SELECTION ▸
Frost places a great deal of importance on Nature in all of his collections. Because of the time he spent in New England, the majority of pastoral scenes that he describes are inspired by specific locations in New England. However, Frost does not limit himself to stereotypical pastoral themes such as sheep and shepherds. Instead, he focuses on the dramatic struggles that occur within the natural world, such as the conflict of the changing of seasons (as in "After Apple-Picking") and the destructive side of nature (as in "Once by the Pacific"). Frost also presents the natural world as one that inspires deep metaphysical thought in the individuals who are exposed to it (as in "Birches" and "The Sound of Trees"). For Frost, Nature is not simply a background for poetry, but rather a central character in his works.
Throughout Frost’s work, speakers learn about themselves by exploring nature, but nature always stays indifferent to the human world. In other words, people learn from nature because nature allows people to gain knowledge about themselves and because nature requires people to reach for new insights, but nature itself does not provide answers. Frost believed in the capacity of humans to achieve feats of understanding in natural settings, but he also believed that nature was unconcerned with either human achievement or human misery. Indeed, in Frost’s work, nature could be both generous and malicious. The speaker of “Design”, for example, wonders about the “design of darkness” that has led a spider to kill a moth over the course of a night. While humans might learn about themselves through nature.

Man in Frost’s poetry:

Robert Frost while pondering a lot over man as an individual emphasizes that in spite of the amiable socialization of man, he is basically single and alone with his fate. To him life covers both possibility of terror and potential of beauty. Man must educate himself to know which it is to be. It becomes the primary task of a man to understand him and his place in this world. This can be achieved by observation and self-analysis. Repetitive portrayals of harvest and mowing and in particular, poems upon abandoned dwellings can be taken as evidence for Frost’s belief in man’s hapless position in the ever changing world. Within the terribly limited period of existence, he is destined to face the changes that take place in almost everything around him. The nature cycles preach man that he is no inevitable end, which shatters off all his hopes and dreams. The thing that can’t be altered must be understood and accepted. Frost stresses in Acceptance, that man must learn to bow and accept the ‘end’.
“Let what will be, be.”
Among the various themes of Frost, man’s relationship to his fellows can be considered as an interestingly significant one as it comprises of both apartness and togetherness. Frost strongly advocates individualism. Man caught within the boundaries laid by nature, strives to achieve with whatever talents he has been granted. Frost thinks if man is isolated, he can’t be achiever. This isolation might lead man to egocentrism or even to lonely madness. Frost always being a moderator tries to achieve an ideal reconciliation between the individual and the group.
Frost’s observation regarding man’s relationship to man is quite opposing. For instance, The Turf of Flowers speaks of the bond that lies between the individuals effecting universal brotherhood:
Men work together, I told him from the heart,
Whether they work together or apart.
In most of his poems, we find Frost’s people are quite willing to offer a friendly hand. A Time to Talk presents the farmer who responds to the invitation of his neighbor for a friendly talk, without any inhibitions.
When a friend calls to me from the road
-------------------------------------
I don’t stand still
---------I go up to the stone wall
For a friendly visit.

EXCERPTED RECORDS ▸
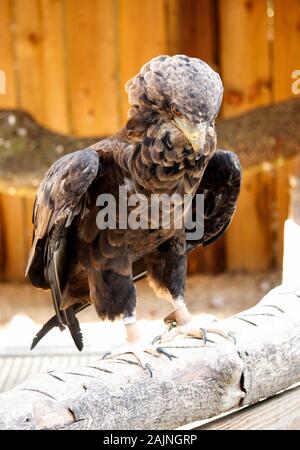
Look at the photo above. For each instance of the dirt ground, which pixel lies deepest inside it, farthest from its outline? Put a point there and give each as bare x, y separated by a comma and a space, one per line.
221, 295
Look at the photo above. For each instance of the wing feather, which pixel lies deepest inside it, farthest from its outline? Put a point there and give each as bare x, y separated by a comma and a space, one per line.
60, 198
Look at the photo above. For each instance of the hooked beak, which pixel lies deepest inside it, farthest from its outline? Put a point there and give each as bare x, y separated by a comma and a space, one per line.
196, 134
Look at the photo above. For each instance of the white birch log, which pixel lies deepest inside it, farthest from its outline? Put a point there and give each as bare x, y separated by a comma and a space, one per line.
202, 382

SHORT PROBLEM A ▸ According to the essay on Frost, in which poem does the speaker wonder about the "design of darkness"?
SHORT PROBLEM B ▸ Extract the passage of the essay on Frost from "In most of his" up to and including "a friendly visit.".
The records have no connection to the essay on Frost.

ANSWER A ▸ "Design."

ANSWER B ▸
In most of his poems, we find Frost’s people are quite willing to offer a friendly hand. A Time to Talk presents the farmer who responds to the invitation of his neighbor for a friendly talk, without any inhibitions.
When a friend calls to me from the road
-------------------------------------
I don’t stand still
---------I go up to the stone wall
For a friendly visit.